#### TEXT SHOWN:
With the possibility of an empathetic character not in the mix, I watched this collection of suspects and the murder victim from a distance. None of them were likeable, so I was suspicious of all of them. Which, come to think of it, might have been planned.


The setting, a privately owned island, is superb, and I’m astonished this movie only cost the same $40 million as the first. The casts of both movies are star-studded and offer an interesting mix as a group. Dave Bautista has been involved in a number of projects lately, some as lead and some as co-star or in a supporting role. I wouldn’t have expected him to be in a Knives Out production, but he was fantastic. Kate Hudson, Leslie Odom, Jr., Edward Norton, Janelle Monáe, Kathryn Hahn, Jessica Henwick, and Madelyn Cline were all terrific. Everyone pulled their own weight. Ethan Hawke had a walk-on role that was unexpected (though, after seeing him, I kept expecting to see him again).


Noah Segan starred as Derol, a slacker living on the island. Segan has been associated with many Rian Johnson projects in some capacity, and had a role in Knives Out. I’ll look for him in future Knives Out properties (at least one more according to the contract Netflix offered), but I won’t suspect him anymore. However, that will be the one time Rian Johnson counts on my willingness to discount Segan (in whatever role he occupies then) and makes me pay for my inattention!

#### RECORD EXCERPTS:
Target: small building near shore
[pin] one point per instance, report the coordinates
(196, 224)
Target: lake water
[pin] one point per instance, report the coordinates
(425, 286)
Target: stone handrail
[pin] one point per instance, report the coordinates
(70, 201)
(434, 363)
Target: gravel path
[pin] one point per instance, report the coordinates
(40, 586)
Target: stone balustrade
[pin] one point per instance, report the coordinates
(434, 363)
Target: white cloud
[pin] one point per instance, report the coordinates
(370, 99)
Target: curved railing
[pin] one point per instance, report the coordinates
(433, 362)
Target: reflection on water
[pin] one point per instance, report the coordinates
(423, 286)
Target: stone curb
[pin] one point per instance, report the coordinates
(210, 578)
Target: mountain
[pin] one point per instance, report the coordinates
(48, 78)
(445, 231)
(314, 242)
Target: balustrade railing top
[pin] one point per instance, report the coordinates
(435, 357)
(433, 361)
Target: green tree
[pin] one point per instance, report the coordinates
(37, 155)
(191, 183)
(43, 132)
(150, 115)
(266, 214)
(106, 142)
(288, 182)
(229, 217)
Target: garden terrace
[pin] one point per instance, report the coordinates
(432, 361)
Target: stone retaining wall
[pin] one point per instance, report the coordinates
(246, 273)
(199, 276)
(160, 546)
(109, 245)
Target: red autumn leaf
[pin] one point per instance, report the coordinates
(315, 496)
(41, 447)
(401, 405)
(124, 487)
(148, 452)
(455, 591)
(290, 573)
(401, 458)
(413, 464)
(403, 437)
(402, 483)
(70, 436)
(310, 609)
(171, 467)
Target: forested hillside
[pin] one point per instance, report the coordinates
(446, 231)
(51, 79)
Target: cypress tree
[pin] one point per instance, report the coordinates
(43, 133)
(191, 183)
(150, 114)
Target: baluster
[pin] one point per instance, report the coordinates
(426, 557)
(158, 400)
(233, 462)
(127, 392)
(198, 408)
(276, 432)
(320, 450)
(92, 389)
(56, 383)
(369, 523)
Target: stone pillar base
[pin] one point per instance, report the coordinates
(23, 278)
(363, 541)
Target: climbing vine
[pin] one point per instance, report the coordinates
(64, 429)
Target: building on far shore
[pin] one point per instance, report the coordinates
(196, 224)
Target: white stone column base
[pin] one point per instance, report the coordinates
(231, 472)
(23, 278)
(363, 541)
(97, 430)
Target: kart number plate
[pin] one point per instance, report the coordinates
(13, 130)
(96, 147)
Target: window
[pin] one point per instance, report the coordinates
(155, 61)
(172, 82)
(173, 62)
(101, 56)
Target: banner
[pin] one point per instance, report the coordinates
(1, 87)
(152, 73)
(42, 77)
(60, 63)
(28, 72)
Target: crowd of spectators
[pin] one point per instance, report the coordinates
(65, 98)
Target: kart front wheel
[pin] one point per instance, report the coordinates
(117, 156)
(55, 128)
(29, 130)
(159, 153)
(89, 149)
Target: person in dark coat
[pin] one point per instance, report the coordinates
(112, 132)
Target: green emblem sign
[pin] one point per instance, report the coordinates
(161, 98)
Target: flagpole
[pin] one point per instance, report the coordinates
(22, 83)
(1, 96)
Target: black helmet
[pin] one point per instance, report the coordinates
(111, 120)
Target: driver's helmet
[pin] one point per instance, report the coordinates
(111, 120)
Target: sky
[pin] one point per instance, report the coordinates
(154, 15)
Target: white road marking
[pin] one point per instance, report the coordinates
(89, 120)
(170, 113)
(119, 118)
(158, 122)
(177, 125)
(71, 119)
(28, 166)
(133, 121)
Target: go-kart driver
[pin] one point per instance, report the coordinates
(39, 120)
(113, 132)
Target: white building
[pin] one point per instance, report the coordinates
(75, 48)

#### TO DO:
A) According to the movie review, how much did this movie cost to make?
B) Continue the movie review from its last sentence.

#### ANSWERS BELOW:
A) $40 million, the same as the first movie.

B)
The plot is an intricate and multi-faceted thing that took me off-balance again and again. That aspect started when Miles Bron (Edward Norton) initially announces the start of the murder mystery game everyone is there to play—Benoit Blanc tells us whodidit and immediately launches into a summary of the whole murder mystery.


Things become increasingly chaotic, and suspicion abounds. The game is properly afoot!


I had a blast with this movie and fans of the first movie will encounter much of the enjoyment and enigmatic excitement that they got in Knives Out. Rian Johnson has a bit of an Agatha Christie flare with an Angela Lansbury touch. There is at least one more Benoit Blanc puzzler coming, but I hope these are merely the tip of the iceberg.